**Texto fornecido:**
..............................
A imigração e o voto populista no Algarve. Não se tem feito ouvir na sociedade uma voz institucional, autorizada e suficientemente forte, que denuncie seriamente, tanto a exploração dos nacionais como, igualmente, a dos estrangeiros que os substituem por uma mão cheia de nada
1. Há
dias, tive de me deslocar a uma povoação algarvia onde, desde sempre, passei
parte das férias de verão.
Como
de costume, logo pela manhã, dirigi-me ao barbeiro para aí comprar o jornal do
dia.
Como
quase toda a gente, gosto de preservar algumas rotinas que me identificam
comigo próprio e me tranquilizam os dias, pois, deste modo, escondo, como
posso, o passar do tempo e o inexorável caminho para a velhice e para outro
tempo onde, necessariamente, não terei lugar.
Folheando
algumas revistas e jornais, aproveitei para questionar o barbeiro, que conheço,
sobre o resultado das eleições e o que pensava sobre as causas da tão brusca e
massiva mudança de votação de uma população que, desde sempre, conhecera como
aberta, livre e acolhedora e, por isso, algo diferente, nesse aspeto, de muitas
outras existentes no país.
A
resposta do barbeiro - um homem jovem que sucedeu, naquele ofício, ao pai e
anterior dono do negócio - não tendo sido surpreendente, gelou-me.
«A
culpa é desses desgraçados orientais que, agora, trabalham aí nos restaurantes,
nos bares nas lojas, nos campos e mesmo nos uber; fizeram baixar tanto o valor
dos salários que aceitam receber que nenhum português pode, agora, com eles
competir, ou, estando ainda empregado, reclamar por um qualquer e devido
aumento!
Os
autocarros trazem-nos regularmente de Espanha, largam-nos por aí, ou vêm
buscá-los quando lá há mais trabalho e mais necessidade deles.
Os
que aqui beneficiam do que fazem nem sabem, nem lhes interessa saber, quanto
eles ganham, pois não é com eles que contratam, mas com as empresas de trabalho
temporário. Não sabem!?… claro que sabem!... mas fingem que não.»
«Então,
e a Autoridade para as Condições de Trabalho não atua?» - perguntei.
«São
poucos, às vezes invisíveis e parecem pouco entusiasmados com o que fazem …»
Esta
explicação simples e direta para esta mudança súbita do sentido de votação de
uma população que, antes, sempre se mostrara aberta e progressista e que, além
disso, estava habituada a conviver e trabalhar, sem problemas e preconceitos,
com toda a espécie de estrangeiros, diz muito sobre os efeitos sociais e
políticos que este tipo de imigração produz em algumas zonas do país.
Diz
muito, também, sobre a hipocrisia social e política em que vivemos e sobre a
maneira como encaramos alguns dos problemas e contradições mais evidentemente
gritantes da nossa sociedade.
O
que, afinal, o jovem barbeiro me quis dizer foi que nada há de verdadeiro
racismo ou xenofobia na mudança do voto dos seus conterrâneos.
..............................
**Registos a processar:**
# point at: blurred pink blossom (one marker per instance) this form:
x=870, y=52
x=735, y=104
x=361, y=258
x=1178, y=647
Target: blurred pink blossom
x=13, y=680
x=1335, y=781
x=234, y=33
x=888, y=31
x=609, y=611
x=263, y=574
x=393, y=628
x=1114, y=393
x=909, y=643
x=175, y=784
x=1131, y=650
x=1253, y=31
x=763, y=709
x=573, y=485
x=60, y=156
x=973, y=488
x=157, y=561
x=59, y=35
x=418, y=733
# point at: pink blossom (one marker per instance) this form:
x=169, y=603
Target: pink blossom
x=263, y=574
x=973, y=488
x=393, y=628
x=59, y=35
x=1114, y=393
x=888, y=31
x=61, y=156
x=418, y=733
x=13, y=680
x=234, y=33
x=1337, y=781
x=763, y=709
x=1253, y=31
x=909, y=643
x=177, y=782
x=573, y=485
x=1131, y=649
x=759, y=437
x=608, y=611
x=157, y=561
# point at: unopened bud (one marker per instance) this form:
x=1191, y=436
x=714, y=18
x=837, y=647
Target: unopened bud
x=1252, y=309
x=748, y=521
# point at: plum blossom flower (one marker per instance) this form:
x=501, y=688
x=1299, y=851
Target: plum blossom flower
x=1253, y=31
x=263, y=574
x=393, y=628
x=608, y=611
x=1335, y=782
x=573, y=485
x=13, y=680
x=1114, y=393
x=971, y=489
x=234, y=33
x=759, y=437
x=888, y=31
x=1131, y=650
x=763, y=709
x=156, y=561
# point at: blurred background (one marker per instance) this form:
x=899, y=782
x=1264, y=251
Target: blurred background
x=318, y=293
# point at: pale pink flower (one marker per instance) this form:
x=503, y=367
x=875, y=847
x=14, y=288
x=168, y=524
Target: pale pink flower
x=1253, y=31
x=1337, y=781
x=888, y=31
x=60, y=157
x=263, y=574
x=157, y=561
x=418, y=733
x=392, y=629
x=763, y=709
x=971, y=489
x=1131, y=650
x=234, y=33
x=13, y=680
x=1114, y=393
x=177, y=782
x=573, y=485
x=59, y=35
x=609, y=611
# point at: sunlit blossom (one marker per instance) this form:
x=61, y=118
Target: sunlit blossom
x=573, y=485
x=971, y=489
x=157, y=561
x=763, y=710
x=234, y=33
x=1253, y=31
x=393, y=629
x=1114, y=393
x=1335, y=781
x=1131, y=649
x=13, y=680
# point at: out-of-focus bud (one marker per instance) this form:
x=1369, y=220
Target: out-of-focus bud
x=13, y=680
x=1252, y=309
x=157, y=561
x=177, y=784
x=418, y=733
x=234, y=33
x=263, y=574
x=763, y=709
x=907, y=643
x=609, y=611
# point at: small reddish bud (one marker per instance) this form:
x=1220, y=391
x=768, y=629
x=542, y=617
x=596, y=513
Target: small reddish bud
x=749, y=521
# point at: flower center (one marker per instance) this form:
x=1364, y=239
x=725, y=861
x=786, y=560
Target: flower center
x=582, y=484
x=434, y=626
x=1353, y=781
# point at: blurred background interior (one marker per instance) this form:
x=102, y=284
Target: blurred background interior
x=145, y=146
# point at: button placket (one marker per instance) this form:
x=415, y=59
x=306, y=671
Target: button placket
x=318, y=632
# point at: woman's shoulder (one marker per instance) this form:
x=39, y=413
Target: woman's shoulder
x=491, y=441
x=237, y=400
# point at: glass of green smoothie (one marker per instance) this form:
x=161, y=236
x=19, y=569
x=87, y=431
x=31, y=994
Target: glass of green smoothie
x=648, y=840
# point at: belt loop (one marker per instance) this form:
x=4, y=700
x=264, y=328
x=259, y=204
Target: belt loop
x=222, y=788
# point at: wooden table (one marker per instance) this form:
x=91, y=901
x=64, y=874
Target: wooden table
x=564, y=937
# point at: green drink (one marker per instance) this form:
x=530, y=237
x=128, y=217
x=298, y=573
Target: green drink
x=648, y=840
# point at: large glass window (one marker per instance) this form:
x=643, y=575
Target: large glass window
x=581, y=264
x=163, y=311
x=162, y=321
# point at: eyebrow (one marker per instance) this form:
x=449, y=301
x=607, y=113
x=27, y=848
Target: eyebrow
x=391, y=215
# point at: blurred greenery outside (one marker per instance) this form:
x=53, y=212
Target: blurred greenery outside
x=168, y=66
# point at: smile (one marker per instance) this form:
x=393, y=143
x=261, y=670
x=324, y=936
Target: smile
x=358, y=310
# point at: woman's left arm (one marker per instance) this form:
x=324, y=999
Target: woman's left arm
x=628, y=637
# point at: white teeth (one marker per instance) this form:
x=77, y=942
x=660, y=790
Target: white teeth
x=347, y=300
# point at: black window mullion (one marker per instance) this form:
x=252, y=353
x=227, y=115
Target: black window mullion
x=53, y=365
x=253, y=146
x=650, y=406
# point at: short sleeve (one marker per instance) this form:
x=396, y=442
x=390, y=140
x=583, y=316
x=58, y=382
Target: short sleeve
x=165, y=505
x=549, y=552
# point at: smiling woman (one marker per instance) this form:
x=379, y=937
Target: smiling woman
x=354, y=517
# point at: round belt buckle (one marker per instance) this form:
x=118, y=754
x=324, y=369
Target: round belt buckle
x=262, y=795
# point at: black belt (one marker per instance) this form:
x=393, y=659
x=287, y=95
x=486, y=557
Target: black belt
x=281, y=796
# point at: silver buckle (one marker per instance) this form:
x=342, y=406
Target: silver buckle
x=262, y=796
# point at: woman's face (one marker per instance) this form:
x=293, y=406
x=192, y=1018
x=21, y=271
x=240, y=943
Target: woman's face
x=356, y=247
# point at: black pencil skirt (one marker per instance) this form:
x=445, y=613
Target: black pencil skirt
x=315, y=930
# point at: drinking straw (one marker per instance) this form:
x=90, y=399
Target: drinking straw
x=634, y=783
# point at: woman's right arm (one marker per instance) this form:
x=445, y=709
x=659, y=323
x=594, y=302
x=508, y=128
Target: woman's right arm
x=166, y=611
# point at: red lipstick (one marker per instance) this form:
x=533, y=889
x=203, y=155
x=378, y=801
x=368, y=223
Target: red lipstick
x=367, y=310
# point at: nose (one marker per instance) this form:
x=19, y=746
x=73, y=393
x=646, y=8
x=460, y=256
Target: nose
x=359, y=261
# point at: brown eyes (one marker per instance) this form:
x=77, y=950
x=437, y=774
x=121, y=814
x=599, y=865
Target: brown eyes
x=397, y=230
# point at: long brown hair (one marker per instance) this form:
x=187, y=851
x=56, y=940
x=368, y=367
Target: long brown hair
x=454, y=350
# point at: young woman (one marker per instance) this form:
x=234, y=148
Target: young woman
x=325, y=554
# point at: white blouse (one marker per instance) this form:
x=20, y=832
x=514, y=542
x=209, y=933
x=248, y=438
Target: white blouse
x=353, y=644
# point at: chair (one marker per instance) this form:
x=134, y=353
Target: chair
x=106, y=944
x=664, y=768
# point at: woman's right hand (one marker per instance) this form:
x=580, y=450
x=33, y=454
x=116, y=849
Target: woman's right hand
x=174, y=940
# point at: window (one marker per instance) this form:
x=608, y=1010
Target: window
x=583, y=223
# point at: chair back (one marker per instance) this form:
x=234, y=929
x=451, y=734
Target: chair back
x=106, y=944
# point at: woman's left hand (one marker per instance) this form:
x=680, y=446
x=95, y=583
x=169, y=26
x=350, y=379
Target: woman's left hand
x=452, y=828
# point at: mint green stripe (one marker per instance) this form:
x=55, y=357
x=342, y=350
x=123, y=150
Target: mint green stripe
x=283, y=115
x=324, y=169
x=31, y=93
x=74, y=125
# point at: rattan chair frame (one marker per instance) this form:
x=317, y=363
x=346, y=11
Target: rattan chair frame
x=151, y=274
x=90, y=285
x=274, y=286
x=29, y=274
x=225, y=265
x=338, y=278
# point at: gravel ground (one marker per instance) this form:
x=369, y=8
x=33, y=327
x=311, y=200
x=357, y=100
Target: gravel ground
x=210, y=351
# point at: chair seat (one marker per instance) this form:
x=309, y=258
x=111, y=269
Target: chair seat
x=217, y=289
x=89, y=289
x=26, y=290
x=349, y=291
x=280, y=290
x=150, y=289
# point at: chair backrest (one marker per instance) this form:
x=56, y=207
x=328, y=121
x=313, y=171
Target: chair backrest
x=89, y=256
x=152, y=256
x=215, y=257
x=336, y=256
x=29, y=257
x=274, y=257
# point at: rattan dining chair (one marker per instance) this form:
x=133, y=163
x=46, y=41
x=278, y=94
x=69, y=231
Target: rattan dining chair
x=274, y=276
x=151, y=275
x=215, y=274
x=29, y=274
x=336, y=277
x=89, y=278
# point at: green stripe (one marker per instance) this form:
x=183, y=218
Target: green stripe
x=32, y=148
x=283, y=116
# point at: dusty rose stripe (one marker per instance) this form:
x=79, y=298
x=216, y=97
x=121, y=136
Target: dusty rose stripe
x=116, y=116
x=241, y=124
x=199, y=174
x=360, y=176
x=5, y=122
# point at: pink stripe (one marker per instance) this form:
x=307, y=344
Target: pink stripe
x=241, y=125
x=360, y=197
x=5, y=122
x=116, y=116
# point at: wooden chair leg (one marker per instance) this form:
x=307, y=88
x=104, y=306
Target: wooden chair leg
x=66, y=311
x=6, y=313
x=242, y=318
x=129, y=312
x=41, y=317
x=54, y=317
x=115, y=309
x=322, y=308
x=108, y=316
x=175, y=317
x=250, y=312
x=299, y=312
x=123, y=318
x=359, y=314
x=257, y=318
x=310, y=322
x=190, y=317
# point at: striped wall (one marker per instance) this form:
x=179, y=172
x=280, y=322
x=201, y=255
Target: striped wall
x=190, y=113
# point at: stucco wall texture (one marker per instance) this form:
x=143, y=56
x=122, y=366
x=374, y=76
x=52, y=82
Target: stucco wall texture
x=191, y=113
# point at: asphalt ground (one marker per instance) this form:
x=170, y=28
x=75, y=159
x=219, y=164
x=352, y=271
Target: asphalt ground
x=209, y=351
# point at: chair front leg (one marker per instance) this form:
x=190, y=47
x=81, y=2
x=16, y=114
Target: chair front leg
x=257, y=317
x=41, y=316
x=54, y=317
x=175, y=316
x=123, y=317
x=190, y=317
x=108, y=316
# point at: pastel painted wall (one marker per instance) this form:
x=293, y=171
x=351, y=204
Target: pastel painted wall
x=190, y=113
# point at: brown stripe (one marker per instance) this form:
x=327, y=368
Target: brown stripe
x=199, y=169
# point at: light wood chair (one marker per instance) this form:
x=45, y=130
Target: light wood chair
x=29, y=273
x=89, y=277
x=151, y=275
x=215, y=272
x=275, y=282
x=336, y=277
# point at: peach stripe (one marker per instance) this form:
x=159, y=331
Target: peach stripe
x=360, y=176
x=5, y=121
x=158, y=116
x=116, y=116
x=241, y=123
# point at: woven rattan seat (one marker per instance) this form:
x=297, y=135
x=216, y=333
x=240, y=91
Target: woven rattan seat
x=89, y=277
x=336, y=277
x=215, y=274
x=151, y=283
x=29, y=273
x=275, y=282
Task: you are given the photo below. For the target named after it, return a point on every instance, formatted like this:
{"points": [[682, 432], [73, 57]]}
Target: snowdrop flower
..............................
**Tarefas a realizar:**
(A) Reproduza palavra por palavra o trecho do texto sobre a imigração e o voto no Algarve, começando em "A imigração e" e terminando em "férias de verão.".
(B) Cite sem alterações os registos, começando no início dos registos e terminando na linha que contém "x=749, y=521", com essa linha incluída.
O texto e os registos constituem materiais distintos, sem relação entre si.

**Soluções do exercício:**
(A)
A imigração e o voto populista no Algarve. Não se tem feito ouvir na sociedade uma voz institucional, autorizada e suficientemente forte, que denuncie seriamente, tanto a exploração dos nacionais como, igualmente, a dos estrangeiros que os substituem por uma mão cheia de nada
1. Há
dias, tive de me deslocar a uma povoação algarvia onde, desde sempre, passei
parte das férias de verão.

(B)
# point at: blurred pink blossom (one marker per instance) this form:
x=870, y=52
x=735, y=104
x=361, y=258
x=1178, y=647
Target: blurred pink blossom
x=13, y=680
x=1335, y=781
x=234, y=33
x=888, y=31
x=609, y=611
x=263, y=574
x=393, y=628
x=1114, y=393
x=909, y=643
x=175, y=784
x=1131, y=650
x=1253, y=31
x=763, y=709
x=573, y=485
x=60, y=156
x=973, y=488
x=157, y=561
x=59, y=35
x=418, y=733
# point at: pink blossom (one marker per instance) this form:
x=169, y=603
Target: pink blossom
x=263, y=574
x=973, y=488
x=393, y=628
x=59, y=35
x=1114, y=393
x=888, y=31
x=61, y=156
x=418, y=733
x=13, y=680
x=234, y=33
x=1337, y=781
x=763, y=709
x=1253, y=31
x=909, y=643
x=177, y=782
x=573, y=485
x=1131, y=649
x=759, y=437
x=608, y=611
x=157, y=561
# point at: unopened bud (one marker per instance) this form:
x=1191, y=436
x=714, y=18
x=837, y=647
Target: unopened bud
x=1252, y=309
x=748, y=521
# point at: plum blossom flower (one marker per instance) this form:
x=501, y=688
x=1299, y=851
Target: plum blossom flower
x=1253, y=31
x=263, y=574
x=393, y=628
x=608, y=611
x=1335, y=782
x=573, y=485
x=13, y=680
x=1114, y=393
x=971, y=489
x=234, y=33
x=759, y=437
x=888, y=31
x=1131, y=650
x=763, y=709
x=156, y=561
# point at: blurred background (one marker per instance) this form:
x=899, y=782
x=1264, y=251
Target: blurred background
x=318, y=293
# point at: pale pink flower (one marker per instance) this form:
x=503, y=367
x=875, y=847
x=14, y=288
x=168, y=524
Target: pale pink flower
x=1253, y=31
x=1337, y=781
x=888, y=31
x=60, y=157
x=263, y=574
x=157, y=561
x=418, y=733
x=392, y=629
x=763, y=709
x=971, y=489
x=1131, y=650
x=234, y=33
x=13, y=680
x=1114, y=393
x=177, y=782
x=573, y=485
x=59, y=35
x=609, y=611
# point at: sunlit blossom (one marker per instance) this form:
x=61, y=118
Target: sunlit blossom
x=573, y=485
x=971, y=489
x=157, y=561
x=763, y=710
x=234, y=33
x=1253, y=31
x=393, y=629
x=1114, y=393
x=1335, y=781
x=1131, y=649
x=13, y=680
# point at: out-of-focus bud (one marker per instance) this form:
x=1369, y=220
Target: out-of-focus bud
x=13, y=680
x=1252, y=309
x=157, y=561
x=177, y=784
x=418, y=733
x=234, y=33
x=263, y=574
x=763, y=709
x=907, y=643
x=609, y=611
# point at: small reddish bud (one marker per instance) this form:
x=1220, y=391
x=768, y=629
x=542, y=617
x=596, y=513
Target: small reddish bud
x=749, y=521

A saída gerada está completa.